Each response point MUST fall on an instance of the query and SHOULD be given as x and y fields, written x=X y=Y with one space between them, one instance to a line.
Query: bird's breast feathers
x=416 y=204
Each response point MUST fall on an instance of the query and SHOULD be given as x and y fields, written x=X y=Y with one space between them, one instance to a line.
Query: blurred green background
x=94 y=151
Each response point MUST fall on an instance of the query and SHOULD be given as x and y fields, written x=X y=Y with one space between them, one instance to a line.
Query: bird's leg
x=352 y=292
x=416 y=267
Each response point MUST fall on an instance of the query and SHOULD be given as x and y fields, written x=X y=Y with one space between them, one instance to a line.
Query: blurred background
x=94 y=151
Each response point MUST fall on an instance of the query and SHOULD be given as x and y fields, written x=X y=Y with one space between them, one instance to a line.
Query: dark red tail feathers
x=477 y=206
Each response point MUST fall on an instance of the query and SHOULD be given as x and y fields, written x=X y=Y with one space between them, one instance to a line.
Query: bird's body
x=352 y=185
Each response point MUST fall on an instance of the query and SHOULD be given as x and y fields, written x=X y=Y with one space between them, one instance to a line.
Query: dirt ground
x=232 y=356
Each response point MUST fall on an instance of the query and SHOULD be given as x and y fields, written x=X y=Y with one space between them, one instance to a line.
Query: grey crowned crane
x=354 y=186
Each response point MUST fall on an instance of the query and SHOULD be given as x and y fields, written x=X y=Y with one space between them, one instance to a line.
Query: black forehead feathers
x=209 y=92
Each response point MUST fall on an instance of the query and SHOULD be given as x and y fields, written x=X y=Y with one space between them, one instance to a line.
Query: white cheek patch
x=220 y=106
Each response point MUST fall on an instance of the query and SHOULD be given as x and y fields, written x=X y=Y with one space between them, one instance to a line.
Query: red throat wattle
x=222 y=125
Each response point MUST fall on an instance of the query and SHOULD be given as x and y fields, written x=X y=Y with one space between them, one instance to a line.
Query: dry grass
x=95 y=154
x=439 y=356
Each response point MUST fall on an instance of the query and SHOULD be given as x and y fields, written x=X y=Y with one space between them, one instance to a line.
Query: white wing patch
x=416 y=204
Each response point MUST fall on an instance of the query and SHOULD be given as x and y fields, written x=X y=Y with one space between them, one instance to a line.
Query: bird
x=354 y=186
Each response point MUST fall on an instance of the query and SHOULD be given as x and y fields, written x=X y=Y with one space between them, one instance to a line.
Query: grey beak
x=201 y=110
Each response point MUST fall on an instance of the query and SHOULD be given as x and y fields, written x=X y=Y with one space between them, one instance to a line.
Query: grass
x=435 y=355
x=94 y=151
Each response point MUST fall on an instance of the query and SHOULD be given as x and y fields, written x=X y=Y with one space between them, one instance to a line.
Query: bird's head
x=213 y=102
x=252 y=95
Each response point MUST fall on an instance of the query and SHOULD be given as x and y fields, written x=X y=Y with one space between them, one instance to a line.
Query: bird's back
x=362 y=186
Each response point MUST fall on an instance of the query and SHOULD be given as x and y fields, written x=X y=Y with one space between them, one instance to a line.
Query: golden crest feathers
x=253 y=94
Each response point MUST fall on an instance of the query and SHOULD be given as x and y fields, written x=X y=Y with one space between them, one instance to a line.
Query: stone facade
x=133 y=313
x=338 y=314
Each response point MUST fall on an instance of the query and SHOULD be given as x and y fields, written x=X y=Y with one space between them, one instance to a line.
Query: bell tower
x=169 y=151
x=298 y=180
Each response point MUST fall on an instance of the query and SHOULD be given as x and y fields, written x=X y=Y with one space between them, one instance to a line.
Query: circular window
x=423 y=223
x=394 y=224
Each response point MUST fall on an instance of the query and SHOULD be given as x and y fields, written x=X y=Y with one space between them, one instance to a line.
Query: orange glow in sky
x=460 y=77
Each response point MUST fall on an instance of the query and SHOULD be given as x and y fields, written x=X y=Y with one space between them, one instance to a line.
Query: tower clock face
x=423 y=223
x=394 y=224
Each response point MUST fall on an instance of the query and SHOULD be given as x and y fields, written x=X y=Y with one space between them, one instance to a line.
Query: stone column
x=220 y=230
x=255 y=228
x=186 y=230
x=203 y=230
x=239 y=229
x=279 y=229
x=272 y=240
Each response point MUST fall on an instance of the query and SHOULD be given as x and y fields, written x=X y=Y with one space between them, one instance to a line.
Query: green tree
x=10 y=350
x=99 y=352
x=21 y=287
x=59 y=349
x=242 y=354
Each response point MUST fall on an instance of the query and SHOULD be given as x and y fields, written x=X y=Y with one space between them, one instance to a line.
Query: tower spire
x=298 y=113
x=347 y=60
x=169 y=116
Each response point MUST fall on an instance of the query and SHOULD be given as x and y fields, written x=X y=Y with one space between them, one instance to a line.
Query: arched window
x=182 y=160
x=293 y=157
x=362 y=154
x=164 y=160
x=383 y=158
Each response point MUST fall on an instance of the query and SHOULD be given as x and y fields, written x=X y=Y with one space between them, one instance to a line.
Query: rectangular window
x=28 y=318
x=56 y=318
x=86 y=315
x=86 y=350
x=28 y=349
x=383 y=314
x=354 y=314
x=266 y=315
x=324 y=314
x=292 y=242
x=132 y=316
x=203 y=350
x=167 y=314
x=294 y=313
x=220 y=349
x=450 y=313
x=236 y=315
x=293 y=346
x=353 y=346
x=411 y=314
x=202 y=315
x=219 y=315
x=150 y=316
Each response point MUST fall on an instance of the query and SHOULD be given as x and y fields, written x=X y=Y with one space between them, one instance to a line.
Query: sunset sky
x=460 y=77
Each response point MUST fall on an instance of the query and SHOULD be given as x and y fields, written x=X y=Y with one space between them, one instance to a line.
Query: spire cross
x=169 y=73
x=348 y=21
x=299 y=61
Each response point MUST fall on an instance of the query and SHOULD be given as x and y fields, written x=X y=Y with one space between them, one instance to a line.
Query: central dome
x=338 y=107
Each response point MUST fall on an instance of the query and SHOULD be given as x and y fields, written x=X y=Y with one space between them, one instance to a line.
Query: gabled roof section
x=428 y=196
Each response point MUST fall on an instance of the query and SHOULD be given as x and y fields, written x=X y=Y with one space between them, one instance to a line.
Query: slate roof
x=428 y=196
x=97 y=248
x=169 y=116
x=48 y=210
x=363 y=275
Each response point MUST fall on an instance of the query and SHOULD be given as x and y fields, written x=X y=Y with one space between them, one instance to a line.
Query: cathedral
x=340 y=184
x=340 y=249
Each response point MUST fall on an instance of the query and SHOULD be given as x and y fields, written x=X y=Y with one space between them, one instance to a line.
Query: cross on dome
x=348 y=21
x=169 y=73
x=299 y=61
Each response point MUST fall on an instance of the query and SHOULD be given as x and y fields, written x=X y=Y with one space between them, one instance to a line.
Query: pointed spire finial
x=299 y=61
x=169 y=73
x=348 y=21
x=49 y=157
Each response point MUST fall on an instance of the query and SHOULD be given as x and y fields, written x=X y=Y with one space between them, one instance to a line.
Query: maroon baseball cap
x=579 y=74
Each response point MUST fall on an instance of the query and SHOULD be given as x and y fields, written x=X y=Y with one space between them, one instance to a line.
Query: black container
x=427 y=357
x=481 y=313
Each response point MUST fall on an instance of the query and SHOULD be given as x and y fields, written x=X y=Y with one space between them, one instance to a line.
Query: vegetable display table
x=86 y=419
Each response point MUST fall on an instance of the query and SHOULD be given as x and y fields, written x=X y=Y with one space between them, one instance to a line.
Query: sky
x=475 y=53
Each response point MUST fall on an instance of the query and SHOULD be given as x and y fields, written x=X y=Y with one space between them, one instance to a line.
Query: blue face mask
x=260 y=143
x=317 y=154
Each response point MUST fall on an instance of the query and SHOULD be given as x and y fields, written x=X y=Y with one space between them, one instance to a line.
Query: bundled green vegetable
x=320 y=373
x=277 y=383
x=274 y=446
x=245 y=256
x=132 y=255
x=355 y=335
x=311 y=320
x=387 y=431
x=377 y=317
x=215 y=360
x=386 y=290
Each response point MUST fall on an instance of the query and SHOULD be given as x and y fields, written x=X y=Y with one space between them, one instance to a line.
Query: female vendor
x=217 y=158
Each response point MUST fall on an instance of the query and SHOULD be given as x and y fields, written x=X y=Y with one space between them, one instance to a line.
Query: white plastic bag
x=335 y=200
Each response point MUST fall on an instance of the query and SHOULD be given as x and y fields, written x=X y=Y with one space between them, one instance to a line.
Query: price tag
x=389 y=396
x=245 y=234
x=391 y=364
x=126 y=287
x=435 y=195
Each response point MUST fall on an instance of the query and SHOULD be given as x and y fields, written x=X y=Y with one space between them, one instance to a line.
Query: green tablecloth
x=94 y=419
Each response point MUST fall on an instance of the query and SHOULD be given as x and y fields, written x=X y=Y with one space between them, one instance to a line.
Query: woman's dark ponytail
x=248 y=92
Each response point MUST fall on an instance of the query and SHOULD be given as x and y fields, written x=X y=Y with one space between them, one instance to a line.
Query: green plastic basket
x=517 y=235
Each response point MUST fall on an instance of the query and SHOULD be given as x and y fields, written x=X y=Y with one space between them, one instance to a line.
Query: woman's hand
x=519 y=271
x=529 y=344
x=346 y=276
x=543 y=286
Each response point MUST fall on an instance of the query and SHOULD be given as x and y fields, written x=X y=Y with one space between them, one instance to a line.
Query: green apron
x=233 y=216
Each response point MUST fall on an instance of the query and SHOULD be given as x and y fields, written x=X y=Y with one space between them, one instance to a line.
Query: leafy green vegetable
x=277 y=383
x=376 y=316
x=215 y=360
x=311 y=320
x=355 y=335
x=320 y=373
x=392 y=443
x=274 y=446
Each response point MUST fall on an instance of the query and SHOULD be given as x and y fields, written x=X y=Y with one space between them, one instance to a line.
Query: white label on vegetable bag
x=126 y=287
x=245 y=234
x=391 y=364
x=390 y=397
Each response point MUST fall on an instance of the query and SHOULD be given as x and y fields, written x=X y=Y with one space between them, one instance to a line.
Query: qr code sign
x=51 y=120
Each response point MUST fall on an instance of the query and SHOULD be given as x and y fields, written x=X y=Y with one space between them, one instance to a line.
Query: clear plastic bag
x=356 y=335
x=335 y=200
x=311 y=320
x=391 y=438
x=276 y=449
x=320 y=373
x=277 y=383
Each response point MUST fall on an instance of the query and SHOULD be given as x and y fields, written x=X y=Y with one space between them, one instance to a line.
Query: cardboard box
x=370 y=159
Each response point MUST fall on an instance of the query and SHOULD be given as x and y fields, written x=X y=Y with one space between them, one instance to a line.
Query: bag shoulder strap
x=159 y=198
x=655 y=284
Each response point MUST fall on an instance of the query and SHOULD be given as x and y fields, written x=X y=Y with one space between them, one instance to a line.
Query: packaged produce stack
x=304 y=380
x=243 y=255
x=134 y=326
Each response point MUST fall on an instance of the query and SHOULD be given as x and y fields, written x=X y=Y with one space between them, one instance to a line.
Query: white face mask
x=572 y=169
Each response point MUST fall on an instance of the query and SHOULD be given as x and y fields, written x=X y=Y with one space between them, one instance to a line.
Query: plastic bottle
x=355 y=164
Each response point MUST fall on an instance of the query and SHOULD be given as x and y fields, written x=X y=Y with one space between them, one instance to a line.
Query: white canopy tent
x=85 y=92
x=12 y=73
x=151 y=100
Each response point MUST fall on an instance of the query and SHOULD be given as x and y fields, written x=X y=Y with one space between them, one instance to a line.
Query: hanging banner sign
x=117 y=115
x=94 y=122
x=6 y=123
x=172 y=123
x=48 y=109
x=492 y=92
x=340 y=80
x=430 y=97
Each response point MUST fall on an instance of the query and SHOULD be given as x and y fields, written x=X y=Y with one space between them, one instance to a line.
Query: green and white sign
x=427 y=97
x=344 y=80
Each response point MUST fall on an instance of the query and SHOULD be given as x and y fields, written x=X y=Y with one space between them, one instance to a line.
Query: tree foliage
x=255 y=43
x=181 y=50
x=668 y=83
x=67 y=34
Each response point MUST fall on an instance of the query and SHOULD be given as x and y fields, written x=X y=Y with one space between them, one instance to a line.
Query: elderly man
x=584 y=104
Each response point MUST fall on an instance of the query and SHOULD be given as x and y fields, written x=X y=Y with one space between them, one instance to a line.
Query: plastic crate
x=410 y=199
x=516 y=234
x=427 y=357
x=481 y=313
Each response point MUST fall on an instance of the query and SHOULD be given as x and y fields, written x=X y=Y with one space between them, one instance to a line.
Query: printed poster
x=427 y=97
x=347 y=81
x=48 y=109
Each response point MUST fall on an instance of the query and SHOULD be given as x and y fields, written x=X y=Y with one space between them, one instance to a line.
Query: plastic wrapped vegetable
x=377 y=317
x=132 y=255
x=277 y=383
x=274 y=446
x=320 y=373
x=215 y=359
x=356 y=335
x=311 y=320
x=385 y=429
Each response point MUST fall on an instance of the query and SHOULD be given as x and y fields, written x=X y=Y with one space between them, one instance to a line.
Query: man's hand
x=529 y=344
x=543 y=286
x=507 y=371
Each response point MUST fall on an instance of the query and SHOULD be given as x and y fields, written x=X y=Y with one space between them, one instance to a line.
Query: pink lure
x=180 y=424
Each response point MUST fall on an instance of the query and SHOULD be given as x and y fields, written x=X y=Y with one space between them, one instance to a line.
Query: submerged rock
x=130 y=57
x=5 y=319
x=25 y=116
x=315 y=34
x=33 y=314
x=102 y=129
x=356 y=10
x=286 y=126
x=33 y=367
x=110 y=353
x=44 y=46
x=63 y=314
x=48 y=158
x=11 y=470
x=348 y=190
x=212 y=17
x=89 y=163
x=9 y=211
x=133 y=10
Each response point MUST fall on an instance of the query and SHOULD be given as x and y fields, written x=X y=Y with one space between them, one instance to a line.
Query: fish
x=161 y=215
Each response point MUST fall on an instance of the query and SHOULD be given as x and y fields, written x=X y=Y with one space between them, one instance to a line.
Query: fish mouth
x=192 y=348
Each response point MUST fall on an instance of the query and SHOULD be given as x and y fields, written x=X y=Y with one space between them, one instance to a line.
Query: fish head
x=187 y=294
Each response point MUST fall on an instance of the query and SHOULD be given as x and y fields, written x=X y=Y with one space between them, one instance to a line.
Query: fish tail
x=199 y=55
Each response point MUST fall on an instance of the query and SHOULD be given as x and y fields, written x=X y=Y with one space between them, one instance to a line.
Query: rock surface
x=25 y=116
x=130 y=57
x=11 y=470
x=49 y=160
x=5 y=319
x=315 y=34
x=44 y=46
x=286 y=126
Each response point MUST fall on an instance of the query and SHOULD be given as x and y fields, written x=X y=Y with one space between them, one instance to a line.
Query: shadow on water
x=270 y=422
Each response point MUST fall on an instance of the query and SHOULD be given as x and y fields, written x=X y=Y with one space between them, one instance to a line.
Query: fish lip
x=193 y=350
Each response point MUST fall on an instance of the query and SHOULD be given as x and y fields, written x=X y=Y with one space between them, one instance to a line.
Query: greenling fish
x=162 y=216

-------------------------

## TO BE DONE
List every line in the rows above that contains the string "background". Case counts.

## ANSWER
Query: blurred green background
Query: blurred background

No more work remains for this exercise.